Request
Duplicate the records below line for line, with no changes.
+++ Given data +++
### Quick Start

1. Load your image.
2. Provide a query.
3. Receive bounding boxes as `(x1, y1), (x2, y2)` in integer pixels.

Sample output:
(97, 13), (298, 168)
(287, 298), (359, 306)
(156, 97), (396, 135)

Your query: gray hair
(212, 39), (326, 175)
+++
Task response
### Quick Start

1. Load your image.
2. Provide a query.
3. Receive bounding boxes as `(x1, y1), (x2, y2)` in integer pixels.

Sample output:
(97, 13), (298, 168)
(287, 298), (359, 306)
(156, 97), (396, 135)

Your query: gray hair
(212, 39), (326, 175)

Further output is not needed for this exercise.